**Task instructions**
Could you update the data from the line with "find the weathered wood grain" up to and including the last line, swapping "pts" for "points" and changing nothing else? Leave the pictures out of your answer.

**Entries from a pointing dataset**

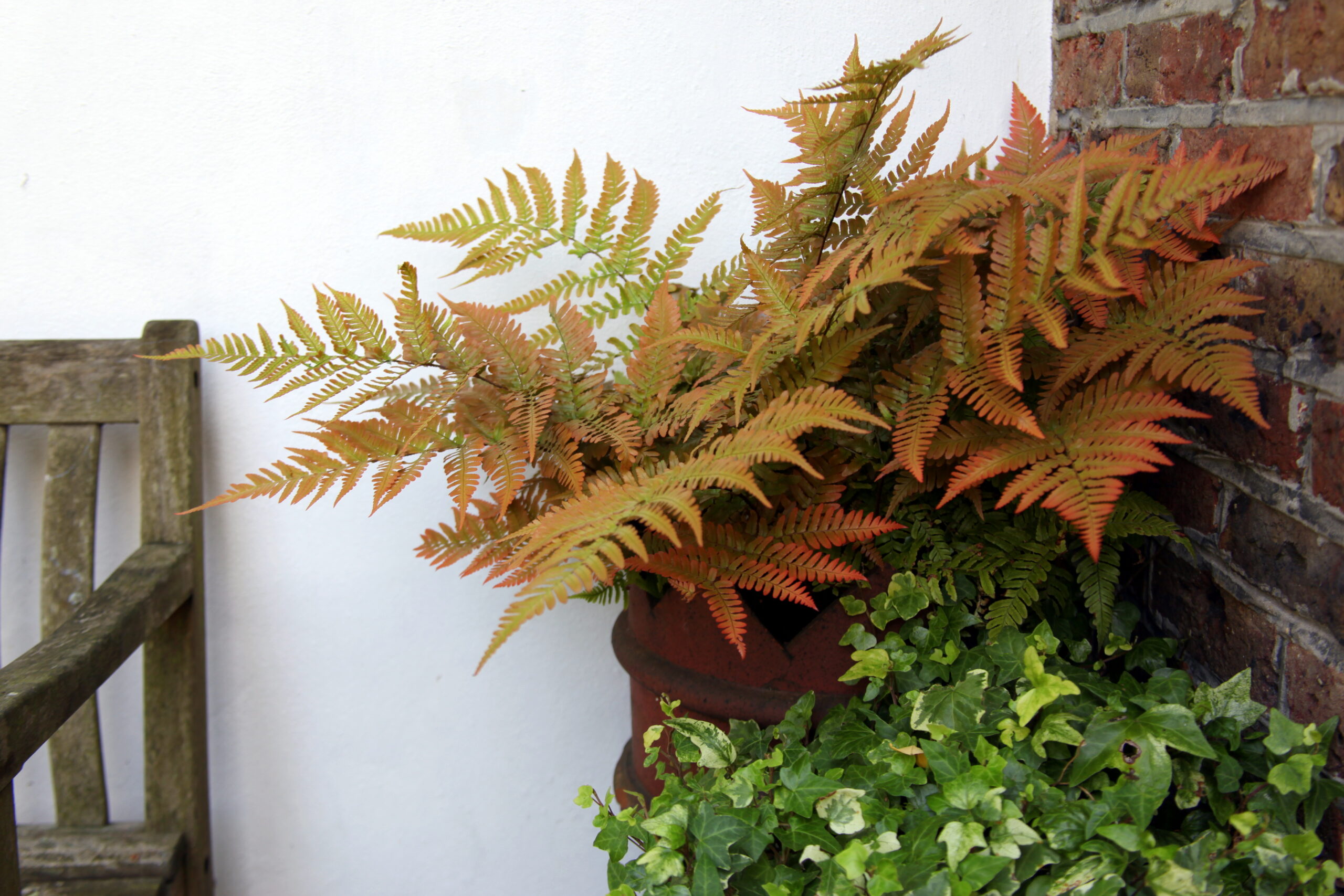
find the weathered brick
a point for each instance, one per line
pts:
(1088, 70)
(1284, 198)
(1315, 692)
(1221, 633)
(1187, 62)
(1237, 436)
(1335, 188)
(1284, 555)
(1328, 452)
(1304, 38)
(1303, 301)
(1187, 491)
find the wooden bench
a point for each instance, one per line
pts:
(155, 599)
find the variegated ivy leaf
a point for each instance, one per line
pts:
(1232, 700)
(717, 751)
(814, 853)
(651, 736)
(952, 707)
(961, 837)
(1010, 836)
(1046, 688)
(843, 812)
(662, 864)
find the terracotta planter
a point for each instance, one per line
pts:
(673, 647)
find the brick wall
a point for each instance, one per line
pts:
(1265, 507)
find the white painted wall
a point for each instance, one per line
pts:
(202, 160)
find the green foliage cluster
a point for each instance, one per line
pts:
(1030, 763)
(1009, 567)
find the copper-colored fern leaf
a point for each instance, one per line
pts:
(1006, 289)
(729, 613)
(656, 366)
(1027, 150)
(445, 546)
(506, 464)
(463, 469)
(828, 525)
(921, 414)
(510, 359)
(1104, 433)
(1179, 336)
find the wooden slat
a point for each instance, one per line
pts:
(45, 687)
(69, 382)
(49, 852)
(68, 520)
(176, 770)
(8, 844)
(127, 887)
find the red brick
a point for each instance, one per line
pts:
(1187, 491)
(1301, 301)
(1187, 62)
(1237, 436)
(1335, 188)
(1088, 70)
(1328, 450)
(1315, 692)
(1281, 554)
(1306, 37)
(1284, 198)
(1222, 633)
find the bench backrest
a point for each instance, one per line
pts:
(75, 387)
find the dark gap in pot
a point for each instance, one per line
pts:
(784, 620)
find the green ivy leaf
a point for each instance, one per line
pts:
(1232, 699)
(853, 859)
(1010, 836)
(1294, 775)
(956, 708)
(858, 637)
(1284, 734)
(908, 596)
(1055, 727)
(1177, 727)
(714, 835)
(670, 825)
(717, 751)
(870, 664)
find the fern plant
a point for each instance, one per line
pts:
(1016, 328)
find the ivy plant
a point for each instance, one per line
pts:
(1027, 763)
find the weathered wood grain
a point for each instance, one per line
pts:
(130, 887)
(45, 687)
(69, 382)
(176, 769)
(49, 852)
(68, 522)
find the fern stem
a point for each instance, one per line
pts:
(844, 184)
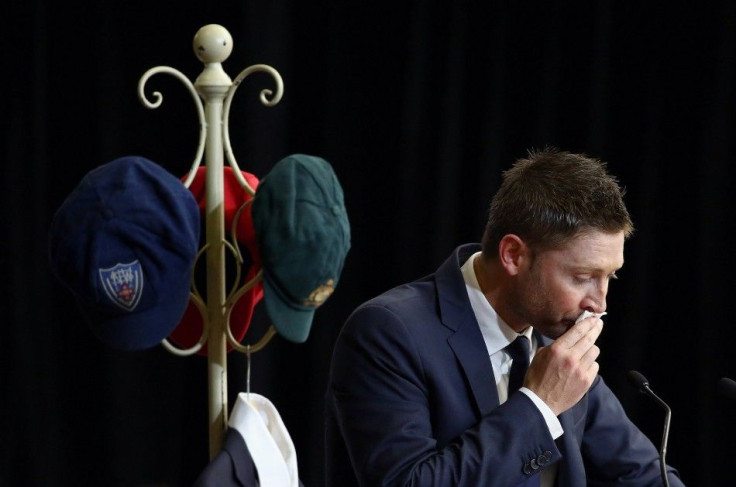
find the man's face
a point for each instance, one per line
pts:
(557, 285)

**Solved exercise**
find the weathered wood grain
a point for each instance, one per line
points:
(130, 887)
(45, 687)
(69, 382)
(176, 769)
(49, 852)
(68, 522)
find the fern stem
a point for each instance, one per line
points:
(844, 184)
find the man's face
a point for each instance, one per line
points:
(557, 285)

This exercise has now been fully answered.